>>>>>
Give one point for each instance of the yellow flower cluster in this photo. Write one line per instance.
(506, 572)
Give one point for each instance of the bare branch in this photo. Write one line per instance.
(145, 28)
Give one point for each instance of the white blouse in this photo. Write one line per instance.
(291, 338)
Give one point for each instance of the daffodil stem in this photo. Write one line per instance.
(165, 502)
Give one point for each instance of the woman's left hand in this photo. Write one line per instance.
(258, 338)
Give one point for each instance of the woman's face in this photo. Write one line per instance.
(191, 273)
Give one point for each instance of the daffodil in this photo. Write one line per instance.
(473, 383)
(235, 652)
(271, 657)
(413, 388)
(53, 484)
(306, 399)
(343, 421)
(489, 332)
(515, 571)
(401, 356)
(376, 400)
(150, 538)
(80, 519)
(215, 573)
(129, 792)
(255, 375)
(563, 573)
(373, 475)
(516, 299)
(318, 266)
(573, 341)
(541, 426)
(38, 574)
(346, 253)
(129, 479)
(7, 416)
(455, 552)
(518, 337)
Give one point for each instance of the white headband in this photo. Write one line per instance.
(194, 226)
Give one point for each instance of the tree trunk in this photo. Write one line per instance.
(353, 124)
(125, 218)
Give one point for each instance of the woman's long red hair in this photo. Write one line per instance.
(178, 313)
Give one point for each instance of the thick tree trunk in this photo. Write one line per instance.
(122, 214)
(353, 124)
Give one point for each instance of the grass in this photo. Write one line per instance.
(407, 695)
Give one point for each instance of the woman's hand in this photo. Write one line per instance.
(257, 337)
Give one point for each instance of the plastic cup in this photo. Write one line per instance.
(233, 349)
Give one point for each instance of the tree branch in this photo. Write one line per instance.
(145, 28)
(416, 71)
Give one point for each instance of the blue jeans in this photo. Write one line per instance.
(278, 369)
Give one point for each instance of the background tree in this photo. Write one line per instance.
<<<<<
_Work to be completed:_
Every line from the one containing "Give one point for each instance of the tree trunk" through the last line of the entries above must be output exactly. Leave the rest out.

_Output for this task:_
Give one point for each instance of the tree trunk in this photo. Write one line per instance.
(353, 124)
(125, 218)
Give one point for each instance of the woman's long red hair in this photo. Write one line per instance.
(178, 313)
Give one point for each instance of the thick tree trunk in this photo. Write one line per instance.
(122, 214)
(353, 124)
Give one point for each instance of the grass in this photo. Write one line per instance.
(407, 695)
Give one point for each instance of the woman's hand in this photo. Write one line per instance.
(257, 337)
Give one point for each instance of the plastic cup in this photo. Write one line per instance.
(233, 349)
Give one point for each instance of the tree branch in this photo. Write one line per instance.
(145, 28)
(416, 71)
Give one point for each instance of the blue jeans in this photo. Write one line per instance.
(278, 369)
Give one point for each instance of the background tree in this photo. Write one line per instance.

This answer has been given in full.